* OBJECTIVE: Working from the material below, print the lines from the line holding "Would you kindly locate the rooftop" through its final line, inclusive, exactly and with nothing else; pictures are excluded.

* MATERIAL:

───

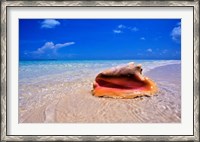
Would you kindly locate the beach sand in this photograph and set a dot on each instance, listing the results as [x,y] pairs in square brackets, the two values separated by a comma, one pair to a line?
[69,102]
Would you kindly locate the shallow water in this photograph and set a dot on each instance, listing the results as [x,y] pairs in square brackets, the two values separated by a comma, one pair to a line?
[60,91]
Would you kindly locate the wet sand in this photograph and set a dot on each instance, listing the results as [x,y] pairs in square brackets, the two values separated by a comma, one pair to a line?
[67,102]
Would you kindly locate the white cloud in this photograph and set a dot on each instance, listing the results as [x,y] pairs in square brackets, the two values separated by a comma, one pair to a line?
[176,33]
[50,47]
[134,29]
[149,50]
[121,28]
[117,31]
[50,23]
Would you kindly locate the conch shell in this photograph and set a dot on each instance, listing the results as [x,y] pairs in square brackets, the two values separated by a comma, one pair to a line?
[124,81]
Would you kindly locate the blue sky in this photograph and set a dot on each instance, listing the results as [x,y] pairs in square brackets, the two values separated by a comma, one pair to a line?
[99,39]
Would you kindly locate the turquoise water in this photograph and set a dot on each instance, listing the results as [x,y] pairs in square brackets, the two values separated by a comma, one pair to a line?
[33,69]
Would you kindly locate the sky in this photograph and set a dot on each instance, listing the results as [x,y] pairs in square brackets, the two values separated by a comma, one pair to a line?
[109,39]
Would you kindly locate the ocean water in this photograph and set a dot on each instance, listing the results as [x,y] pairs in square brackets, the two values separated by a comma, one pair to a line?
[59,91]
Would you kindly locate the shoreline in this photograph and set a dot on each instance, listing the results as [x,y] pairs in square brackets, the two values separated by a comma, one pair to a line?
[79,106]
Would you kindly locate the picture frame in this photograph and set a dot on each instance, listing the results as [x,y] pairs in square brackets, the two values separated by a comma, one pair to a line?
[5,5]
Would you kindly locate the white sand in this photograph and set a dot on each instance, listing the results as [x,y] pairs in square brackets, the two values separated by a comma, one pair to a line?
[72,102]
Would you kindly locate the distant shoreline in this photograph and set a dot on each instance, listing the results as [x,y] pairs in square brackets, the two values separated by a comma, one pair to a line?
[99,59]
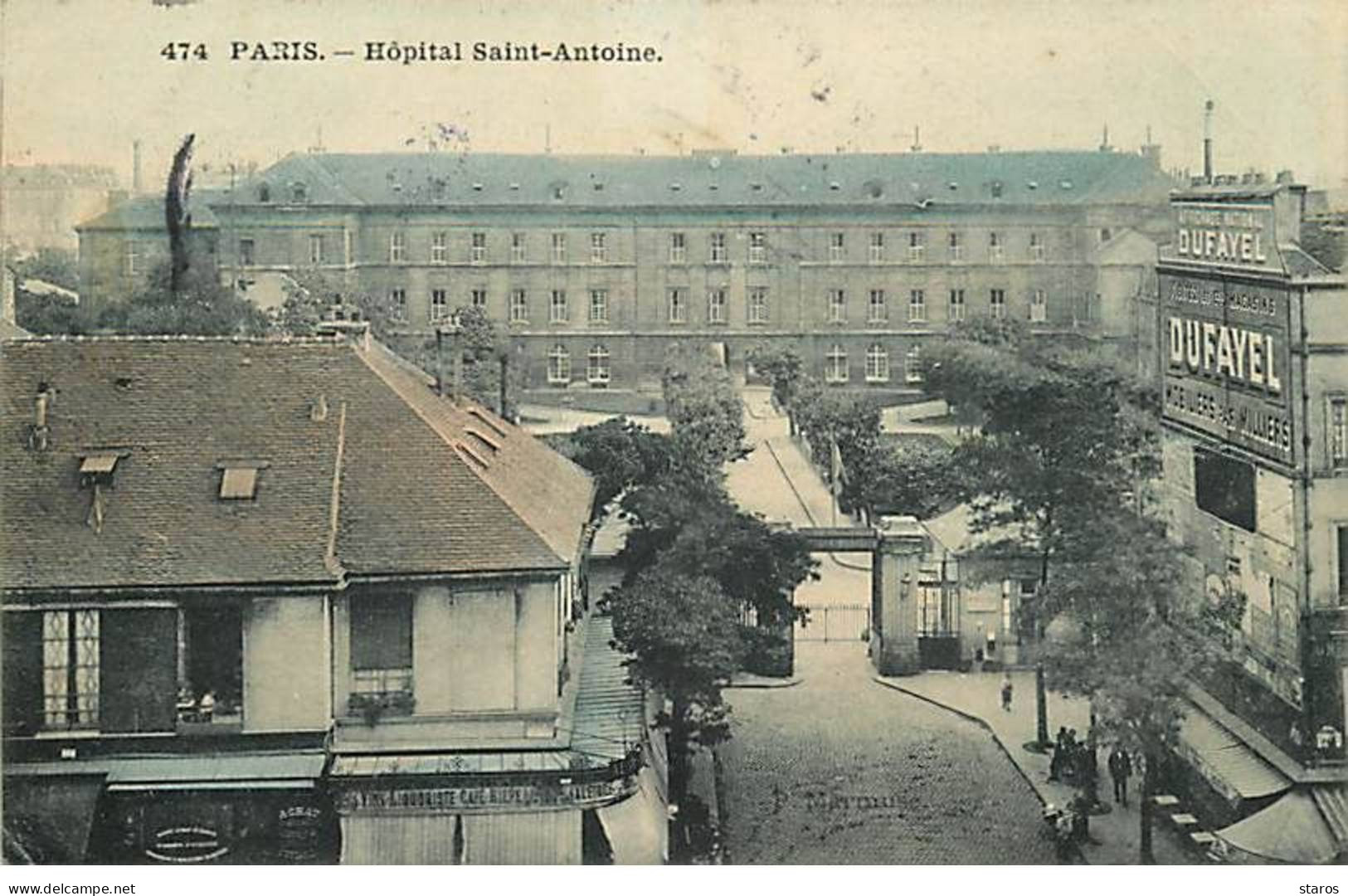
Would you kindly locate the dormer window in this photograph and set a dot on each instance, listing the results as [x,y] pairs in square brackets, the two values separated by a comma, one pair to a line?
[96,470]
[239,479]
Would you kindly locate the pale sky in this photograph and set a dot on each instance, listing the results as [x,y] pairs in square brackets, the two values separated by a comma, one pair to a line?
[82,79]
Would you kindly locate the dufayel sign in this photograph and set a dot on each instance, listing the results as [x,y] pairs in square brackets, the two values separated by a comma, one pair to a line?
[1227,362]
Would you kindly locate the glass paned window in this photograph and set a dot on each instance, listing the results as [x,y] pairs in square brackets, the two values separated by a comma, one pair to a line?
[837,306]
[917,306]
[558,365]
[877,364]
[877,308]
[716,306]
[679,304]
[596,367]
[835,364]
[599,306]
[758,304]
[716,248]
[71,669]
[956,304]
[518,306]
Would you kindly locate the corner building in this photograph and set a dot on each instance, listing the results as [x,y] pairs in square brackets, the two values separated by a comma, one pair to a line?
[1253,358]
[593,265]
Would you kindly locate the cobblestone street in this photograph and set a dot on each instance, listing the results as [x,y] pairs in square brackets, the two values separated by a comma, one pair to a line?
[839,770]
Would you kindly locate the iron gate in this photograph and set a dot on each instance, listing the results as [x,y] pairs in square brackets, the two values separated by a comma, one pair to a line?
[835,623]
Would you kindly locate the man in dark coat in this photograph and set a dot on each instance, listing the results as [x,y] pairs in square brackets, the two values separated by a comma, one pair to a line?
[1121,767]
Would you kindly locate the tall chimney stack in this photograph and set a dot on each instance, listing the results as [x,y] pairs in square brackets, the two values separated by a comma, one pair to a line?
[1207,143]
[136,186]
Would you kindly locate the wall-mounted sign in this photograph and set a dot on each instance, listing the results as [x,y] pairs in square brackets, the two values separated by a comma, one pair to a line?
[381,798]
[1225,360]
[1225,235]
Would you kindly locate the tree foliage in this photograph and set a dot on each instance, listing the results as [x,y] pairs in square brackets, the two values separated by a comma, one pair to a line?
[705,410]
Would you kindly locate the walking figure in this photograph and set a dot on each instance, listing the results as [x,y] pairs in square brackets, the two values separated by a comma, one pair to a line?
[1121,767]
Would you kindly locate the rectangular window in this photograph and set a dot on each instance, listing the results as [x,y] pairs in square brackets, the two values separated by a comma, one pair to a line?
[599,306]
[558,365]
[1039,308]
[381,648]
[758,304]
[1339,431]
[679,304]
[438,304]
[912,365]
[917,306]
[956,304]
[1225,488]
[877,309]
[758,248]
[71,669]
[679,248]
[596,367]
[837,247]
[998,304]
[837,306]
[716,254]
[716,306]
[877,364]
[1341,542]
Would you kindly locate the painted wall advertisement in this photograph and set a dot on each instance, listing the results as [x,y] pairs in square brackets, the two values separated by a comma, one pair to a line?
[1227,362]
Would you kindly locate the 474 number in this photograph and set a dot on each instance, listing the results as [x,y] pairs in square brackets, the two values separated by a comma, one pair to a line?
[185,51]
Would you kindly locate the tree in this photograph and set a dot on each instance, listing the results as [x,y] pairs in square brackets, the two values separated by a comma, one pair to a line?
[912,477]
[1132,640]
[783,369]
[830,418]
[620,455]
[705,410]
[679,632]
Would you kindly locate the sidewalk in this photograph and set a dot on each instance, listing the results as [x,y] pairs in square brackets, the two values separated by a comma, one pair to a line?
[977,695]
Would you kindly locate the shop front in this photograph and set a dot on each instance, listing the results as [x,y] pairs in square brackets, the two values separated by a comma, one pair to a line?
[472,809]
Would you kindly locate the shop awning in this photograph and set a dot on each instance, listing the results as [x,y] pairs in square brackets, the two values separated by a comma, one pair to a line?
[250,771]
[1292,830]
[1227,763]
[638,827]
[47,818]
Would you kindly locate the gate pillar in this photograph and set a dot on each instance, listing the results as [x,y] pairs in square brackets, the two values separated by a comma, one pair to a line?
[894,587]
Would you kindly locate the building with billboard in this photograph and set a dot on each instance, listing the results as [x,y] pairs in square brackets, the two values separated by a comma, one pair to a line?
[1253,360]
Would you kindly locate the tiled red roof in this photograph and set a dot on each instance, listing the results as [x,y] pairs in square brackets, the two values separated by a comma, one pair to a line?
[410,501]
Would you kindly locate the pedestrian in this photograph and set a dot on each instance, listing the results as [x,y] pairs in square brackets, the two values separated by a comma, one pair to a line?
[1121,767]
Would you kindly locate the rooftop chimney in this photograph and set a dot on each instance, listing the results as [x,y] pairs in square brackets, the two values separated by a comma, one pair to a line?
[1207,142]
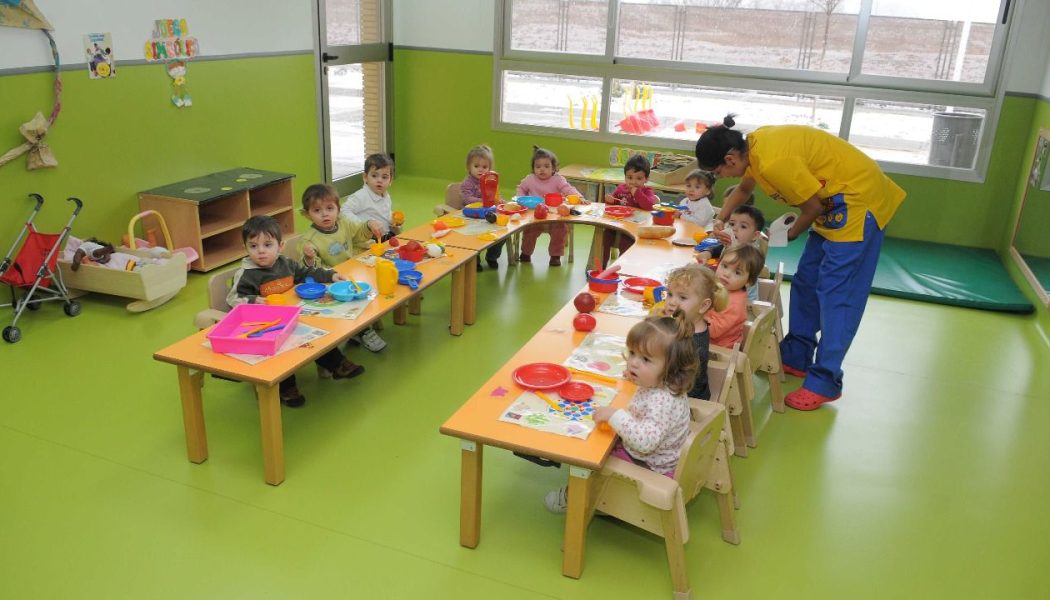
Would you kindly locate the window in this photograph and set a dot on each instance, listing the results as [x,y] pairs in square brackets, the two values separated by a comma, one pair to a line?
[914,84]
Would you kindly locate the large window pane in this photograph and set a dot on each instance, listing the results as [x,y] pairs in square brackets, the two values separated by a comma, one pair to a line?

───

* RESULT BELOW:
Would you kindly locate the rooftop chimney in this photograph and set a dot on each instance, listing the results as [x,y] pairs in square brackets, the two values separated by a comma, one pair to a line?
[1207,142]
Would you kindly locate the window in this photograph and set a dot on each instance, listing the results as [x,y] pairs in square brackets, the two values separated by a comma, one pair to a line?
[914,84]
Would you kindly locate the large window pane in this photograph and set a dot on each instance, listing the results as [x,y] pairs in square brackets, the two values separated by a comma, one pair to a line?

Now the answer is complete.